■ **WHAT TO WORK ON**
Print verbatim every line starting at the one that contains "Objective — for every instance of the parked" and ending at the final line of the records; include both endpoints.

■ **STORED DATA**
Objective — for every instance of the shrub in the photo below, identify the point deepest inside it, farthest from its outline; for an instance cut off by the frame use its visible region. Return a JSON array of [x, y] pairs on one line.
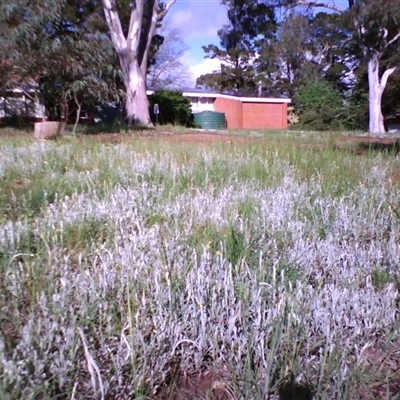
[[174, 108], [320, 106]]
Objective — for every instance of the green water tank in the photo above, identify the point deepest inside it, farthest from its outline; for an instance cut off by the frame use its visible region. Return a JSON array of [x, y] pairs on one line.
[[210, 120]]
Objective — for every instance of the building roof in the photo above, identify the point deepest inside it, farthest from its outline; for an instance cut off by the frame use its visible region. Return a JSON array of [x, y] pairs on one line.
[[211, 94]]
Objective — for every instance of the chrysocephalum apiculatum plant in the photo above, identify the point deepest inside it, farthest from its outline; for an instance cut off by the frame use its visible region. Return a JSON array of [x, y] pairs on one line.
[[270, 268]]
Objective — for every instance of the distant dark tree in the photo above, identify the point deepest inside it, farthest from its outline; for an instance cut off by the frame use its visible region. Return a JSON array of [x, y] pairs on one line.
[[251, 24], [376, 28]]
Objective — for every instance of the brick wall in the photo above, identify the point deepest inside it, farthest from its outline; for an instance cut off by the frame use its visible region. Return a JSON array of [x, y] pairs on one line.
[[264, 115], [232, 109]]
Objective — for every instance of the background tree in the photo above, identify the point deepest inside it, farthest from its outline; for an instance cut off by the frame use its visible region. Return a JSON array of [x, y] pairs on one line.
[[251, 24], [133, 50], [167, 69], [61, 48], [376, 26]]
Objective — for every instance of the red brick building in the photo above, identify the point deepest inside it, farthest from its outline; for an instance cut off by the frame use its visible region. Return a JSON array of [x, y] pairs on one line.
[[243, 112]]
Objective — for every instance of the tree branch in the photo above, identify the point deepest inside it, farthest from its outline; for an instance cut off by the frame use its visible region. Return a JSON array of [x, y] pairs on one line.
[[385, 77], [163, 13], [316, 4], [114, 24], [391, 41], [135, 26], [155, 17]]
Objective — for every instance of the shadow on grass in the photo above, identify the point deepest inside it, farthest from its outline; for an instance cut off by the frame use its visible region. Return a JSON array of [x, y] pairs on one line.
[[291, 390]]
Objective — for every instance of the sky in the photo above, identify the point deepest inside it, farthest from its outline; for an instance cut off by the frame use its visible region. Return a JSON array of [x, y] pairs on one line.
[[198, 21]]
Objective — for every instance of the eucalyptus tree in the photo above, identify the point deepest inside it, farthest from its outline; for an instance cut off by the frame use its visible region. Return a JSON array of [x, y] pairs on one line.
[[62, 48], [133, 49], [376, 26], [251, 25], [167, 68]]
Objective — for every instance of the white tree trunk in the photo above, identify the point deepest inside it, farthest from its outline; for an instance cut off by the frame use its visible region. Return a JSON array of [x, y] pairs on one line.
[[136, 102], [134, 64], [375, 98], [376, 89]]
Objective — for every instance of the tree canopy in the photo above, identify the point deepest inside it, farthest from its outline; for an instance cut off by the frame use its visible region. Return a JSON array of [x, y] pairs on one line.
[[277, 47]]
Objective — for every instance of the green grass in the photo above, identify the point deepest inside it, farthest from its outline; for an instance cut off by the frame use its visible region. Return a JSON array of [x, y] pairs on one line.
[[151, 260]]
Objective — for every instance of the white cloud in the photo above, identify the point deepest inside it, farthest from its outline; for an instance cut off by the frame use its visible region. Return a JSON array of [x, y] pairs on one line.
[[198, 21], [204, 67]]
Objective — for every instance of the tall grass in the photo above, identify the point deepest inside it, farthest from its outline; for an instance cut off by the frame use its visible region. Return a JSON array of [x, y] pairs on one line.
[[125, 267]]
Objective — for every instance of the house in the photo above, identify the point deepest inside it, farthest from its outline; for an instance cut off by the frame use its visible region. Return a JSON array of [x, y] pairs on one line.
[[242, 112]]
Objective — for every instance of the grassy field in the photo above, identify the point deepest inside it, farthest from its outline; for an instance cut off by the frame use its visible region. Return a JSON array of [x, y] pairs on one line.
[[147, 268]]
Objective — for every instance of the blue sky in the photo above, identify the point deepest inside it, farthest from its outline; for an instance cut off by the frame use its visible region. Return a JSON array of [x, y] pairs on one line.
[[198, 21]]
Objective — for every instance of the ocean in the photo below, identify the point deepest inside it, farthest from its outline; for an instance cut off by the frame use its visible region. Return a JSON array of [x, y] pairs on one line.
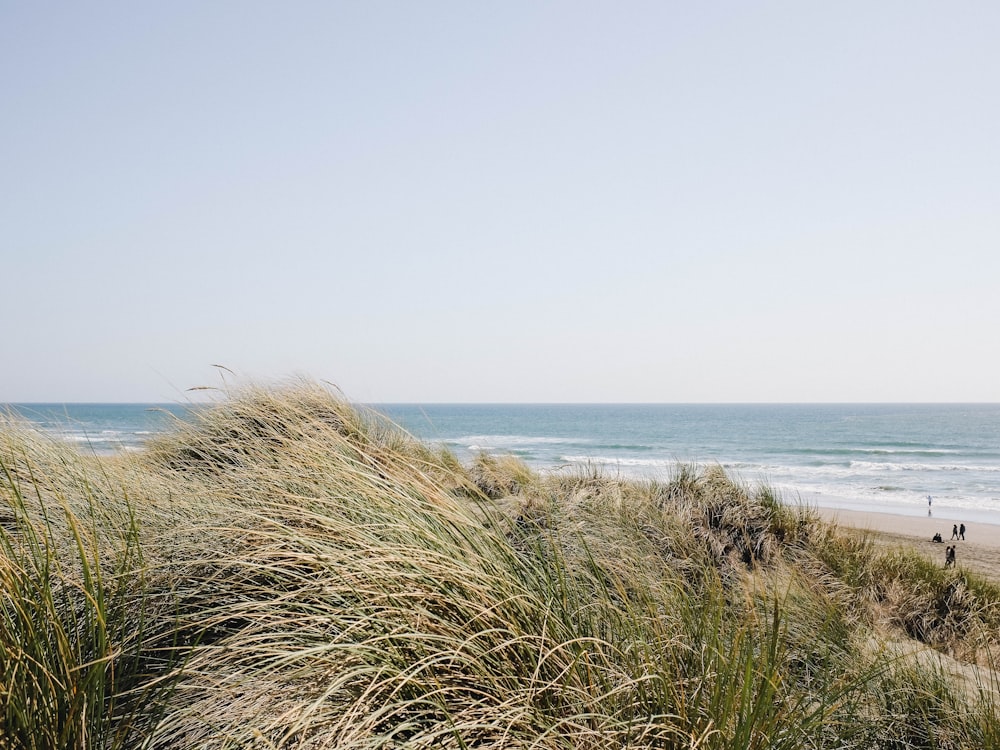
[[872, 457]]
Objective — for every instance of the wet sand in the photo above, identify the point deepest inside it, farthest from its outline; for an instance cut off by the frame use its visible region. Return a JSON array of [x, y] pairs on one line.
[[978, 553]]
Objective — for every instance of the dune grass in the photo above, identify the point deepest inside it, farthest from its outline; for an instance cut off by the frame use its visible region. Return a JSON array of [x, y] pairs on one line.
[[288, 571]]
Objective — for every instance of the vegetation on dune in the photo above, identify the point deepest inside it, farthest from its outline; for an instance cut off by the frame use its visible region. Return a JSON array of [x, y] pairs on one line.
[[288, 571]]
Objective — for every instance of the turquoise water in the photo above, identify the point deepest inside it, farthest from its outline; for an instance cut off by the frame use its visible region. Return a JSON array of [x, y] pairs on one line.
[[886, 457]]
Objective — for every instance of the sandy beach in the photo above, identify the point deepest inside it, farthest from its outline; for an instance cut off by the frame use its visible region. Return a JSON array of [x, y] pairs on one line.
[[979, 552]]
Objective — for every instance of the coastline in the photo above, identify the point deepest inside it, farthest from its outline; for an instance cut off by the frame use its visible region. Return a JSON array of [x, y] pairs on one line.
[[978, 553]]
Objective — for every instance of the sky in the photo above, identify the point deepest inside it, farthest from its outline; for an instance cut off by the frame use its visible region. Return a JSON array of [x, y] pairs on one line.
[[501, 201]]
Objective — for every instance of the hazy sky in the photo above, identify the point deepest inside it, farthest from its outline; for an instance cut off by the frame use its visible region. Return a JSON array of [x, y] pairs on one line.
[[502, 201]]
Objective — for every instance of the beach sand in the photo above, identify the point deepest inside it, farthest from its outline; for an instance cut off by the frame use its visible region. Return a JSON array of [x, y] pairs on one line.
[[979, 553]]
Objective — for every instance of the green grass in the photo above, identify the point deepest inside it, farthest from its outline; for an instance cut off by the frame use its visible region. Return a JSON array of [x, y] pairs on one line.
[[287, 571]]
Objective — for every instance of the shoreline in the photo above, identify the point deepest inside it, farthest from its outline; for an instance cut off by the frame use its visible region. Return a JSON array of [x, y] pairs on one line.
[[979, 552]]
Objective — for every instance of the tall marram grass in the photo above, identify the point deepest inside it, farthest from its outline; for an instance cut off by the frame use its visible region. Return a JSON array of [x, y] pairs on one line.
[[287, 571]]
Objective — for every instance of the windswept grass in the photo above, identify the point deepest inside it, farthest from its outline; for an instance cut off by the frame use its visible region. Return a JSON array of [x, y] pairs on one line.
[[288, 571]]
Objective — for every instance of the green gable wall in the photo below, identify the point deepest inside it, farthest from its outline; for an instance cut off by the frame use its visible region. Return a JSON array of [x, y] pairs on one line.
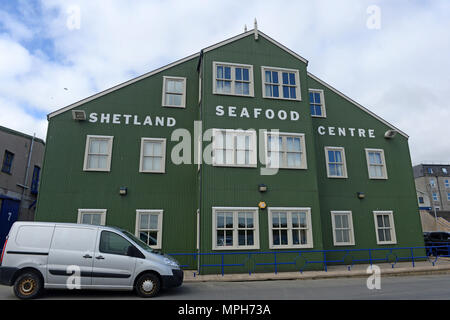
[[65, 187], [183, 189]]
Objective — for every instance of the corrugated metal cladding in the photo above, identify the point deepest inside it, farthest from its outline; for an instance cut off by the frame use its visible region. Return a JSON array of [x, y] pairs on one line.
[[341, 182]]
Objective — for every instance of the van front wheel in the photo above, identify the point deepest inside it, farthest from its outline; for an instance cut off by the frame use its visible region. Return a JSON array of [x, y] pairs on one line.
[[148, 285], [28, 285]]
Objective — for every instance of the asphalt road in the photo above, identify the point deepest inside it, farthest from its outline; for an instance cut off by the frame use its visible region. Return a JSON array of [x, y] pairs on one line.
[[403, 288]]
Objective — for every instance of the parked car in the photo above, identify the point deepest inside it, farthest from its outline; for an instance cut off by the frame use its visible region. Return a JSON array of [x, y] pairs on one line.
[[439, 242], [39, 255]]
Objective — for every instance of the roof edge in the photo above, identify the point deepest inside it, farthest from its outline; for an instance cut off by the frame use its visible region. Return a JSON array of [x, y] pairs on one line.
[[357, 104], [21, 134], [148, 74], [120, 86]]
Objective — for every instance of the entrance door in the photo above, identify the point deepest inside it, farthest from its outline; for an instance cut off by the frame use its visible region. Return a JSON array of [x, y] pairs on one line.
[[8, 215], [112, 265]]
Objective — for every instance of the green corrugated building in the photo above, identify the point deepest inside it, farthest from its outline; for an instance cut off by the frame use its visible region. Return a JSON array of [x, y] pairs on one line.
[[237, 148]]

■ **ANSWER TO THIS EXERCISE**
Objective — for every instance of the parked car in the photo above, identify the point deepest inside it, farthest from its outline; for an instance cut off by the frame use its visible region. Return a JSON array of [x, y] pairs on one line.
[[439, 242], [39, 255]]
Objective — for every instance of the roof edge in the photo above, identify the point deepest inside it, farthest from its outline; for an instance cut off by the frame use its visible region. Return a JSON array of [x, y] pairs on one line.
[[357, 104], [21, 134], [148, 74], [120, 86]]
Objective — for every instance of the entrance door in the photo above, identify the point deepest inside it, farthest from its outline; for an instance cut off by the frame use its visible region. Return a JSON array of [x, y] pairs on one line.
[[8, 215], [112, 265]]
Objective — for every instance of the green corrugated building in the photo above, identify the point deepest inside it, farthest from its outline; for an instance cut off by the frame use its visible region. Return a JSON array of [x, y] pairs on one line.
[[237, 148]]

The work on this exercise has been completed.